====== Passage shown

Recently, Google's FACTS team and the data science unit Kaggle jointly released the FACTS benchmark suite, aiming to fill the gap in standardized evaluation of factual accuracy in current AI models. This benchmark provides a comprehensive evaluation framework, particularly suitable for industries such as law, finance, and healthcare, where accuracy is critical.

Robot typing

Image source note: The image is AI-generated, provided by the AI image generation service Midjourney

The FACTS benchmark defines "factualness" as two distinct operational scenarios: one is "contextual factualness," which refers to generating accurate responses based on given data; the other is "world knowledge factualness," which involves retrieving information from memory or the web. Preliminary results show that all models, including Gemini 3 Pro, GPT-5, and Claude 4.5 Opus, failed to exceed a 70% accuracy rate on this benchmark.

The FACTS benchmark goes beyond simple Q&A questions and consists of four different tests that simulate real failure patterns encountered by developers in production. These tests include the parameter benchmark (internal knowledge), the search benchmark (tool usage), the multimodal benchmark (visual), and the context benchmark. Google has released 3,513 examples to the public, while Kaggle has retained some private data to prevent developers from training on test data.

According to preliminary test results, Gemini 3 Pro led with an overall FACTS score of 68.8%, followed by Gemini 2.5 Pro (62.1%) and OpenAI's GPT-5 (61.8%). In particular, Gemini 3 Pro scored 83.8% in the "search" benchmark, but only 76.4% in the "parameter" test. This suggests that enterprises should combine models with search tools or vector databases when building knowledge retrieval augmented generation (RAG) systems to improve accuracy.

However, it is worth noting that performance in multimodal tasks was generally low, with even the leading Gemini 2.5 Pro achieving only 46.9% accuracy in this category. This data indicates that current multimodal AI is not yet mature in unsupervised data extraction, and companies should exercise caution when using these models in product development.

Key points:

🌟 The overall accuracy of all evaluated models did not exceed 70%, showing room for future development.

🔍 Gemini 3 Pro performed well in search tasks, but its accuracy in parameter tasks still needs improvement.

⚠️ Current multimodal AI models have insufficient accuracy in data extraction, and companies should use them cautiously.

============

# Task objective:
Copy the FACTS benchmark article starting at "However, it is" and ending at "still needs improvement.", and swap "unsupervised" for "automated". The entries after this point come from a different source than the FACTS benchmark article.

====== Records shown

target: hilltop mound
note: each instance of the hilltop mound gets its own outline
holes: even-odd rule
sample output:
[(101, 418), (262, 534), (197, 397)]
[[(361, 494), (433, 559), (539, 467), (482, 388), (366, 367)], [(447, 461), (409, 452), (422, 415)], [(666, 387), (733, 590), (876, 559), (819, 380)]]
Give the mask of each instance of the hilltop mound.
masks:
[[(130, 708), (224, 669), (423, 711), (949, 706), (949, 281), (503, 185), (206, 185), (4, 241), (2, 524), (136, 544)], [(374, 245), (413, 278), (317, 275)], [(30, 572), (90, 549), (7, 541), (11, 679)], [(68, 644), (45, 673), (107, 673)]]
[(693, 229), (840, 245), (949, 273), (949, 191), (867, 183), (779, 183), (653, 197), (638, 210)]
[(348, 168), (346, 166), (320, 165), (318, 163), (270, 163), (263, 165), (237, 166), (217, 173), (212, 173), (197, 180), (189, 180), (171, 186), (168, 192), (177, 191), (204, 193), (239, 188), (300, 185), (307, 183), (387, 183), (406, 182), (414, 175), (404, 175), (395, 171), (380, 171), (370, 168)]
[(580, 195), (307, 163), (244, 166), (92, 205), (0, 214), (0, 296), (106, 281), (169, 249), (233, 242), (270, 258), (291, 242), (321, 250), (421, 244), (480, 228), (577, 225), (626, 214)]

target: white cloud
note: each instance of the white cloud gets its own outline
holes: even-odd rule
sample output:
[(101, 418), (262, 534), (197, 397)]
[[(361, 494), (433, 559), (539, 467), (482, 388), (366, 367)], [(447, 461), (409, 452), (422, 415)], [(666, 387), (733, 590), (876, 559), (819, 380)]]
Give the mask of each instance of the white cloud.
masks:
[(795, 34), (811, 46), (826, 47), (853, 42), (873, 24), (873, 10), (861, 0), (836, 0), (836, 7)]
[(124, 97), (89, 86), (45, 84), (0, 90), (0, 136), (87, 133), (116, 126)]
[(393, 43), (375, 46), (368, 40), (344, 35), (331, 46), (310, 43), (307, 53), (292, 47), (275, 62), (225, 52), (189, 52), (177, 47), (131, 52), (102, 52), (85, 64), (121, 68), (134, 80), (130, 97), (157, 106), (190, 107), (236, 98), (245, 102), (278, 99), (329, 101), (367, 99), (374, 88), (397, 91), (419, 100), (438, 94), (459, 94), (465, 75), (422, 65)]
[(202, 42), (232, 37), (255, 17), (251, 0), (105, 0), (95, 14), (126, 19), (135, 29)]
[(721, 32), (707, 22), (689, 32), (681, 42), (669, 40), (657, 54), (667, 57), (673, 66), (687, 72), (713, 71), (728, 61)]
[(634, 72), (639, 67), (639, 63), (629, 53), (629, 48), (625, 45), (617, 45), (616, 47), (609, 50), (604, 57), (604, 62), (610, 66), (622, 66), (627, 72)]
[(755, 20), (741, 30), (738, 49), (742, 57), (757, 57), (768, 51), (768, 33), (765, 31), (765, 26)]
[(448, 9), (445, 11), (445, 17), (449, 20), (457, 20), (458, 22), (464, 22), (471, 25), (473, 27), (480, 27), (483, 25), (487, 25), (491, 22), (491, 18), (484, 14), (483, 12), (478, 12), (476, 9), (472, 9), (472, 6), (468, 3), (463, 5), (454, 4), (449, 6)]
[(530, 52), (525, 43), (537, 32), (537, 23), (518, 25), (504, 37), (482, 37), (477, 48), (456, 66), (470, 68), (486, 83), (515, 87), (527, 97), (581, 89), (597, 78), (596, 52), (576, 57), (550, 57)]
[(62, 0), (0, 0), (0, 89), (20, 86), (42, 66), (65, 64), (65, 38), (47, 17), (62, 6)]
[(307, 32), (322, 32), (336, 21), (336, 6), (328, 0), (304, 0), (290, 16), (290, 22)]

============

# Finished exercise:
However, it is worth noting that performance in multimodal tasks was generally low, with even the leading Gemini 2.5 Pro achieving only 46.9% accuracy in this category. This data indicates that current multimodal AI is not yet mature in automated data extraction, and companies should exercise caution when using these models in product development.

Key points:

🌟 The overall accuracy of all evaluated models did not exceed 70%, showing room for future development.

🔍 Gemini 3 Pro performed well in search tasks, but its accuracy in parameter tasks still needs improvement.